EXERCISE DESCRIPTION: Search the data for the word "below" and copy each line that has it.

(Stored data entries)
== Segment start ==
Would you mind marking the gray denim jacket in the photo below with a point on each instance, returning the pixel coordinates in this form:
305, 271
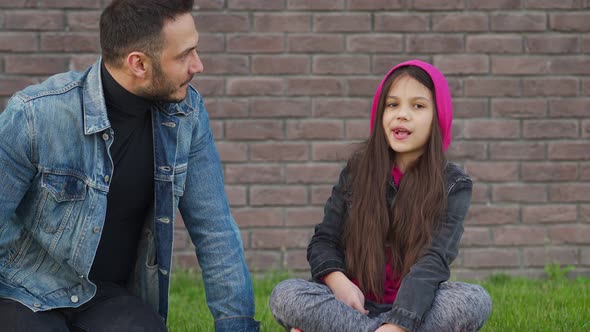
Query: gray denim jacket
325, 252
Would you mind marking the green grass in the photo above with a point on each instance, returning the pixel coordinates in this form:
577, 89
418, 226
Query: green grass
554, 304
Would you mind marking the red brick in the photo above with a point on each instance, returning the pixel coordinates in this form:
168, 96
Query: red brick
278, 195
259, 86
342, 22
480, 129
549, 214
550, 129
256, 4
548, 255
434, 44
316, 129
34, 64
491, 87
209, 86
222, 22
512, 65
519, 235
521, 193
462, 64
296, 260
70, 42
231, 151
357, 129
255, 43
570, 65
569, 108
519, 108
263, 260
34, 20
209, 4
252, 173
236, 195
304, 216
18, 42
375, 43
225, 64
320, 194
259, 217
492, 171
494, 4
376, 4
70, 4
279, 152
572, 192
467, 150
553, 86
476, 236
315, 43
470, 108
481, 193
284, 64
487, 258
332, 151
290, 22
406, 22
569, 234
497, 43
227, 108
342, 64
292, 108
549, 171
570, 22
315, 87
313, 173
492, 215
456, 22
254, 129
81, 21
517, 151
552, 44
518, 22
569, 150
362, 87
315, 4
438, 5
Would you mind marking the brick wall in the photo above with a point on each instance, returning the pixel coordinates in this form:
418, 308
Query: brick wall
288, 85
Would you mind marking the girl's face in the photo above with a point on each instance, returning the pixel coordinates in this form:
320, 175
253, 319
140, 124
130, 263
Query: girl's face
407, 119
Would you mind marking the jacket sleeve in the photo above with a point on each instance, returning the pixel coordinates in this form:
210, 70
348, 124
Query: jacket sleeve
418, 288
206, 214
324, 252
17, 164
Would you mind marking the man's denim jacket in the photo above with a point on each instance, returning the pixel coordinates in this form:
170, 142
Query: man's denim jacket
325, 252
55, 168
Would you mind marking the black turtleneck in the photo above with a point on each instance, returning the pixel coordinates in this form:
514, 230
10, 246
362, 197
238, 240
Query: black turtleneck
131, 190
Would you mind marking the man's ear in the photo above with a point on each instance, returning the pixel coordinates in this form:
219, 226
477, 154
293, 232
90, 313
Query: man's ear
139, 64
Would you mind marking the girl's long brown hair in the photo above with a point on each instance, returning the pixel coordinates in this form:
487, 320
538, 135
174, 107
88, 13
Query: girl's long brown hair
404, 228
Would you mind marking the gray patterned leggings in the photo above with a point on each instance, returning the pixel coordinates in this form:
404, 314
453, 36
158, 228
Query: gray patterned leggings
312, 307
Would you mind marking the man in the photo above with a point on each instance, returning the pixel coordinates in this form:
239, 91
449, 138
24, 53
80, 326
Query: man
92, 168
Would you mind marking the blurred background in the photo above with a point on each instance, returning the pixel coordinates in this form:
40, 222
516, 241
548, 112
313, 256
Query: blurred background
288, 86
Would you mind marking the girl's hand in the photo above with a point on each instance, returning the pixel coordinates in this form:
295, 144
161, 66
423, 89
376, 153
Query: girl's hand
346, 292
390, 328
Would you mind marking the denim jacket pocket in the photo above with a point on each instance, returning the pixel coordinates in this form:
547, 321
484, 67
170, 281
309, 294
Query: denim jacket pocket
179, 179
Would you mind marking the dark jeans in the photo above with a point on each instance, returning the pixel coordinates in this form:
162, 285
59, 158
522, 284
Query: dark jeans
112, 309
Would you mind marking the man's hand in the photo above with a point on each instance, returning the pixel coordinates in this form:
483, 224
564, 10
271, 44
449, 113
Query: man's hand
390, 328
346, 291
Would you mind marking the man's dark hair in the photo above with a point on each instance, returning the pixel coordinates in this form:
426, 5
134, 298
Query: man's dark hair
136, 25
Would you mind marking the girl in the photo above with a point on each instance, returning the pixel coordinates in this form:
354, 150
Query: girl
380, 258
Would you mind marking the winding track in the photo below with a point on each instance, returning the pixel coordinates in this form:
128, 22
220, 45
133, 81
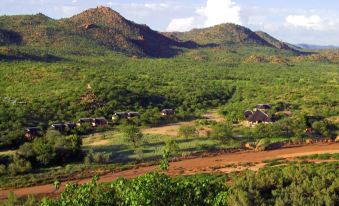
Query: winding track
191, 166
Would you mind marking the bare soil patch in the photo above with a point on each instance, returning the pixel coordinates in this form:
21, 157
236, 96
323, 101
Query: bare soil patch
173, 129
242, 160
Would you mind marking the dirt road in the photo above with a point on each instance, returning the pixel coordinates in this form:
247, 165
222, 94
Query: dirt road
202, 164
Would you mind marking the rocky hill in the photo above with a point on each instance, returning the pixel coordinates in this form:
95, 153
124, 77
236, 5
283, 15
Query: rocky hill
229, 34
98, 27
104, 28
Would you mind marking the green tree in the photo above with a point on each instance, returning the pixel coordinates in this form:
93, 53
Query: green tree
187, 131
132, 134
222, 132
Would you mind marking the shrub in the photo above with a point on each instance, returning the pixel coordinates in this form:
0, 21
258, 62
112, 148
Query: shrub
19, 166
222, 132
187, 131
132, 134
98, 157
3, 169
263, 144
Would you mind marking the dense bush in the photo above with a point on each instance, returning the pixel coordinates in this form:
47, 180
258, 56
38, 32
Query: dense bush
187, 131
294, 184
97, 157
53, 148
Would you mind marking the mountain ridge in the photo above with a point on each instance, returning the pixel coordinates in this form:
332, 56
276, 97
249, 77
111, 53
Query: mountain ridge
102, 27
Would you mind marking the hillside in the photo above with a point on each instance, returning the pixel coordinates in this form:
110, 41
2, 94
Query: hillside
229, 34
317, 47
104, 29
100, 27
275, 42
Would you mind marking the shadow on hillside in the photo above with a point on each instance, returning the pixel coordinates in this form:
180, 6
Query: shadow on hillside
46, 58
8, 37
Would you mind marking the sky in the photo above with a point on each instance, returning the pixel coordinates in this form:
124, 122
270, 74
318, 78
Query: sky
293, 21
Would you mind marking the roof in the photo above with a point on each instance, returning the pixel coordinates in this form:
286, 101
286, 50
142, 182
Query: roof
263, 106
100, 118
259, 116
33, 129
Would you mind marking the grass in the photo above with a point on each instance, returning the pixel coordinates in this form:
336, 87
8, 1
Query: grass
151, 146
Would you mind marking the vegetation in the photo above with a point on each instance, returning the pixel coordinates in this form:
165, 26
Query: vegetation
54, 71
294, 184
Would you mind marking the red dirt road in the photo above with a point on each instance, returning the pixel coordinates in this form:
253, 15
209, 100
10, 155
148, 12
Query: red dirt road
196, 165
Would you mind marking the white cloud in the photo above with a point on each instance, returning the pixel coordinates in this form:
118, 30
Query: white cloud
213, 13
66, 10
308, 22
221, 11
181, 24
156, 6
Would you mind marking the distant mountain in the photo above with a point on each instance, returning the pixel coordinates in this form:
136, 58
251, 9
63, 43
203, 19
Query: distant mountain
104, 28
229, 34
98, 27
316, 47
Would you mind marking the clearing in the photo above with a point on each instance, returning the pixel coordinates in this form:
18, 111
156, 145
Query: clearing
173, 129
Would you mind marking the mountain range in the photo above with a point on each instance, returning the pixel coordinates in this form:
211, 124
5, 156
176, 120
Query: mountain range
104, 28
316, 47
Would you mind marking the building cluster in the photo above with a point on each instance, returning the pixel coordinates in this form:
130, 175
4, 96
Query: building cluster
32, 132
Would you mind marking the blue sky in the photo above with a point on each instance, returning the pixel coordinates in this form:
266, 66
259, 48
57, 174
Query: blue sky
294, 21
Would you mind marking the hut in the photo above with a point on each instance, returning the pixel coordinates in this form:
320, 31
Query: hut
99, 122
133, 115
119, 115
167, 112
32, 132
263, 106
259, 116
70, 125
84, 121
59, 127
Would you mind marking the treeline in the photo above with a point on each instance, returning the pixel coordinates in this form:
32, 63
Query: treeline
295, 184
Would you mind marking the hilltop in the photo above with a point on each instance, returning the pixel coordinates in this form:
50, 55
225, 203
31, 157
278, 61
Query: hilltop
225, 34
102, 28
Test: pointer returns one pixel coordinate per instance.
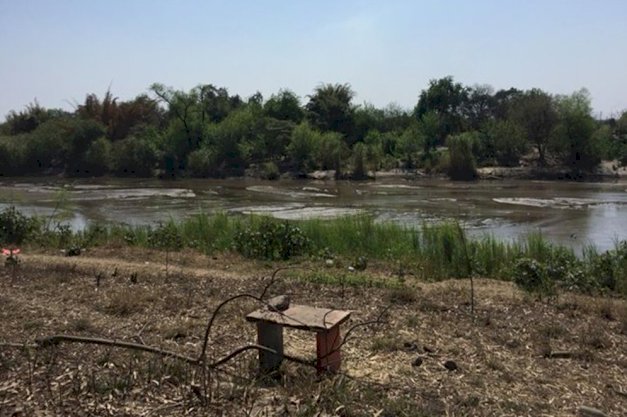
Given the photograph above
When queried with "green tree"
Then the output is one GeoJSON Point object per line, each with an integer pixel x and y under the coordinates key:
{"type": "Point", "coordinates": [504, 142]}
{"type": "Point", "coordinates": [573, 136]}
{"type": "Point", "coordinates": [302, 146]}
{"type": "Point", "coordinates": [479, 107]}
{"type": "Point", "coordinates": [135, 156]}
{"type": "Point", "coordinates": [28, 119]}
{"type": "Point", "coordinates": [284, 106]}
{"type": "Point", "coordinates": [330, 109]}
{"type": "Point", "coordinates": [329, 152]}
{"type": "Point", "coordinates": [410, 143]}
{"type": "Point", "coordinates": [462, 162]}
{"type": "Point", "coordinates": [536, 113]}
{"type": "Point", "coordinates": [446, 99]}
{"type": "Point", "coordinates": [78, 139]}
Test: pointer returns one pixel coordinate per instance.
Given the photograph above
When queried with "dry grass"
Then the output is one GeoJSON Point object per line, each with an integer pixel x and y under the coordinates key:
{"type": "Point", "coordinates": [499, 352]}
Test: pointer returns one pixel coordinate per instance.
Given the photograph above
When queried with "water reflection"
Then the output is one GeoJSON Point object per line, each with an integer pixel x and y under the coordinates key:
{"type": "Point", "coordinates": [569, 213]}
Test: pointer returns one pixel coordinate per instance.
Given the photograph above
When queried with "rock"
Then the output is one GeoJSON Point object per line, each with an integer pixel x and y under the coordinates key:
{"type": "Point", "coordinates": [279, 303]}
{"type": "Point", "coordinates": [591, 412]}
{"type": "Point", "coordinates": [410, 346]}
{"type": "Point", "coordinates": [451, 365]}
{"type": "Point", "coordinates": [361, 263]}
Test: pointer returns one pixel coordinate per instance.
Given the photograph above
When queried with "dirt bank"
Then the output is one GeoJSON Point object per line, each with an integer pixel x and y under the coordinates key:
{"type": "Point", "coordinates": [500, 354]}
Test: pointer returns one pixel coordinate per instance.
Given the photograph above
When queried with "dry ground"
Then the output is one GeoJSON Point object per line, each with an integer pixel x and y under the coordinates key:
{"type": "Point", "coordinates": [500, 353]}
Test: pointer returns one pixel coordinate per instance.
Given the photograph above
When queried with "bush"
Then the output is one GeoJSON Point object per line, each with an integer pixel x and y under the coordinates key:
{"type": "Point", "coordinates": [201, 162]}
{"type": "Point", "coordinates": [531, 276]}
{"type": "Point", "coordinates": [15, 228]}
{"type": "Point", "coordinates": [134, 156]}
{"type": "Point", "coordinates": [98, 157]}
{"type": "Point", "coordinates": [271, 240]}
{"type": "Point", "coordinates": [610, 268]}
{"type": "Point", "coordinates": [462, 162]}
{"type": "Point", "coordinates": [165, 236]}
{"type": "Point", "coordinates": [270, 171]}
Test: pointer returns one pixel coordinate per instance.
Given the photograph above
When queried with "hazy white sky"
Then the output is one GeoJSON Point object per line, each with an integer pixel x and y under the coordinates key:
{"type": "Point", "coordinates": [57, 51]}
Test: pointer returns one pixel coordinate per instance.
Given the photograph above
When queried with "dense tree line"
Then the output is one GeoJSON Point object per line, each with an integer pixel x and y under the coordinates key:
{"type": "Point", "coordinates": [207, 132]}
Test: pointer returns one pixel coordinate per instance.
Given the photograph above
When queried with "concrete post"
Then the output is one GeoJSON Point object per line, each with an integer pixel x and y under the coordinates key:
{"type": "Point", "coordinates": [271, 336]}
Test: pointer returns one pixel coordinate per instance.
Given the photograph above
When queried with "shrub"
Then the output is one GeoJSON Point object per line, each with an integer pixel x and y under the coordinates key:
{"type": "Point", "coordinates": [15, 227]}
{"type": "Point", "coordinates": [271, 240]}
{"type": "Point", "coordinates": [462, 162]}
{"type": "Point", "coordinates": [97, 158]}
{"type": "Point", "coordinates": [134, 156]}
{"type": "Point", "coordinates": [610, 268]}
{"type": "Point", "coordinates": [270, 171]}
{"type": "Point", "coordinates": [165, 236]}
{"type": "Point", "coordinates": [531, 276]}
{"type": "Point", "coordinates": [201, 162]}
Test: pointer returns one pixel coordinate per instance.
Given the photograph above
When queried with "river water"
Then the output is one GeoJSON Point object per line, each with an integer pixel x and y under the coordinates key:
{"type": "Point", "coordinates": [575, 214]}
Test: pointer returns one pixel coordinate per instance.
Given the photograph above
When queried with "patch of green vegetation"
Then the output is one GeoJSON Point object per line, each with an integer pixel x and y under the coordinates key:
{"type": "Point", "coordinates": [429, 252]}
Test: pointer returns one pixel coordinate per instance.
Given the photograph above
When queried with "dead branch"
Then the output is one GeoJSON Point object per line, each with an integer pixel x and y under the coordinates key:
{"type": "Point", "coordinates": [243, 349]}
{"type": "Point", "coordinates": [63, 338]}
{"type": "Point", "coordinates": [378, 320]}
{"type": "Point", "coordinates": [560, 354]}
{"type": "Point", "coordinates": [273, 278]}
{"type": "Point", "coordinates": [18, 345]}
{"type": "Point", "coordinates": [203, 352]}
== Segment end ==
RESULT OF THE EXERCISE:
Would you mind marking the gray denim jacket in the photo below with a point on each instance, returning the pixel coordinates in this form:
Would you mind marking the winding track in the photo below with a point on each instance, returning the pixel coordinates in this form:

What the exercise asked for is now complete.